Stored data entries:
━━━━━━━━━━━━━━━━
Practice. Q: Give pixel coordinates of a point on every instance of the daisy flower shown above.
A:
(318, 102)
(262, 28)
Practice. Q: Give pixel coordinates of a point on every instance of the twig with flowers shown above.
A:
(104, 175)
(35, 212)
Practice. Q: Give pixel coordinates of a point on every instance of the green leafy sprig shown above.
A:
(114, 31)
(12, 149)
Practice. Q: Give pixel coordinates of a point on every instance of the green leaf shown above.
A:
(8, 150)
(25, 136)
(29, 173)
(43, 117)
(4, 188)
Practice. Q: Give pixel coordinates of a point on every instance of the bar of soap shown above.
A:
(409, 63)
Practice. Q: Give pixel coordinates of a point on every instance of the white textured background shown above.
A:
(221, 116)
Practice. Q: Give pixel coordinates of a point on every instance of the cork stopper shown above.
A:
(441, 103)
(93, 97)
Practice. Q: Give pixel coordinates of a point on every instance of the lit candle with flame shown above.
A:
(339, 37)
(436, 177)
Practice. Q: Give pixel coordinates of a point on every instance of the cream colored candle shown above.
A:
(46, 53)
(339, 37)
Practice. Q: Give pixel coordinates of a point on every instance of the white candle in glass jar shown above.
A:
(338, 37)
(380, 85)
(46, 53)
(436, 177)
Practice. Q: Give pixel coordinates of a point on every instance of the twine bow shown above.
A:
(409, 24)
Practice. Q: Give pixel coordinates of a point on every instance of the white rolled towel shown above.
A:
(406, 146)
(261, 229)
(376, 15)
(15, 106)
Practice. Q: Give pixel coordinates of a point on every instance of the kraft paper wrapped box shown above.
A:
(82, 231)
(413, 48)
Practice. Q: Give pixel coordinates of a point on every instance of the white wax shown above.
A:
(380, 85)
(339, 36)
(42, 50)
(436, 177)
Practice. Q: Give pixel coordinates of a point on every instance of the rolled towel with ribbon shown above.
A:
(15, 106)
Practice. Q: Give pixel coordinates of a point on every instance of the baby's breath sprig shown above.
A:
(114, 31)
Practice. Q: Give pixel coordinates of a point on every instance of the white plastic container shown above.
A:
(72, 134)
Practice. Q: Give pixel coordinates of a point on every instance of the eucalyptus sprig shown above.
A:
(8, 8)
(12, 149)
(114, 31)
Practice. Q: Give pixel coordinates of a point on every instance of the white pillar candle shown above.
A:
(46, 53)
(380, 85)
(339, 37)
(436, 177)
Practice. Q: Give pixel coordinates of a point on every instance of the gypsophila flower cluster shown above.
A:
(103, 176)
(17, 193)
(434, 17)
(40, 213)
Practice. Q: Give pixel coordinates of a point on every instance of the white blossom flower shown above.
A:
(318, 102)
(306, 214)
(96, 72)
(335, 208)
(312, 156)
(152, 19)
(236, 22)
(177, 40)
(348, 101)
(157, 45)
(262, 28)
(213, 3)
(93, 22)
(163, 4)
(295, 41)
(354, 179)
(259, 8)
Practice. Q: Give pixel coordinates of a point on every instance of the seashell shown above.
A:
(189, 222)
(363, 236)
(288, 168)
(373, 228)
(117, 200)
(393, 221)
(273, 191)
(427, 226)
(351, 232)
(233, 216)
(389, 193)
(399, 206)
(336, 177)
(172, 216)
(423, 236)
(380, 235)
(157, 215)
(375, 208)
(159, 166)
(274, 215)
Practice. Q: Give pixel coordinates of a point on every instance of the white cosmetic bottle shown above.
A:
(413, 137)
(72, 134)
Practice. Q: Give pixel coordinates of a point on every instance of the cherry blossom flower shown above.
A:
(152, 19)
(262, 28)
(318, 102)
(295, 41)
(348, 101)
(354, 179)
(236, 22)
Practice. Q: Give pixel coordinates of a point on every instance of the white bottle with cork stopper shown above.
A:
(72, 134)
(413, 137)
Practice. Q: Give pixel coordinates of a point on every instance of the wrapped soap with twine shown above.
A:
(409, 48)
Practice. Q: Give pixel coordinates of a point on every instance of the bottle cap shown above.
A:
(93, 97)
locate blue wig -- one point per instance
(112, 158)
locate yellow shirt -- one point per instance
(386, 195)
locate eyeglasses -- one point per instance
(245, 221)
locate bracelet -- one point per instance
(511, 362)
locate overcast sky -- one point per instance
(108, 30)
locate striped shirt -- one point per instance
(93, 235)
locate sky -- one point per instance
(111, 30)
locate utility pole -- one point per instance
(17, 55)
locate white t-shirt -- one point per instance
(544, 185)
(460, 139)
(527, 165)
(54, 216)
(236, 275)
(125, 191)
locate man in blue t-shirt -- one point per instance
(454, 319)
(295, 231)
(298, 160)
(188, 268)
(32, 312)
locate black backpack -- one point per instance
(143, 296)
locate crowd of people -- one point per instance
━━━━━━━━━━━━━━━━
• [ASSIGNMENT]: Working from the entries above, filter out every line that lacks "green" and copy what remains.

• [RESULT OF THIS EXERCISE]:
Practice. Q: Give pixel coordinates of a point on every instance of the green leafy sprig shown above.
Practice. Q: Give pixel coordinates of a point on every instance of the green leaf shown above.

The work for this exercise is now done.